* Page extract *
- - -
Tata differs from most girls not only by her energy and efficiency but also by the fact that she talks about her divorce and the reasons behind it openly on her Instagram page. Before the divorce, Tate had to provide for the whole family. She taught at the children’s center and gave private lessons in the Abkhaz language.
Tata says women are responsible for fact that men today are no longer the breadwinner in families:
“Today women are raising men who are incapable of becoming worthy husbands. The daughter is obliged to take care of the house and children, she is obliged to bear responsibility. What about the sons? He’s a man. He is responsible for the family only in words. There is a cult of man. Everyone should love and respect him just because he was born a man”, Tata says.
Tata raises her sons in a different way. She gives them a lot of love, but also a great deal of freedom so that her sons can learn to make the right decisions and choices in life. At the same time, she realizes that much like her children, she needs her own space to learn and grow as an individual and as a professional.
“I make a living for my little family. I go through training sessions, promotions, and contests on social media. I have to be fulfilled intellectually and spiritually so that I have something to pass on to children”, says Tata.
- - -
* Provided data *
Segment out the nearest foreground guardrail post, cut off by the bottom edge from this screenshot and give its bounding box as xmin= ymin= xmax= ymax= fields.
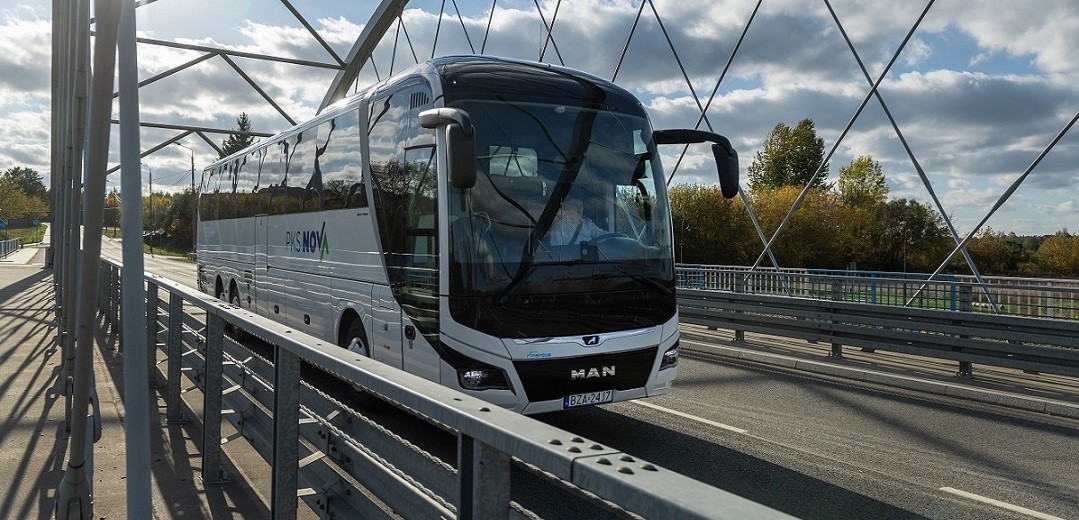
- - -
* What is needed *
Please say whether each statement agrees with the passage about Tata, answering yes or no and quoting the words that decide it: (a) Tata gave private lessons in the Abkhaz language; (b) Tata gives her sons little freedom; (c) Tata keeps her divorce private. Rely only on the passage about Tata.

* Output for this task *
(a) Yes: "gave private lessons in the Abkhaz language"
(b) No: "She gives them a lot of love, but also a great deal of freedom"
(c) No: "she talks about her divorce and the reasons behind it openly on her Instagram page"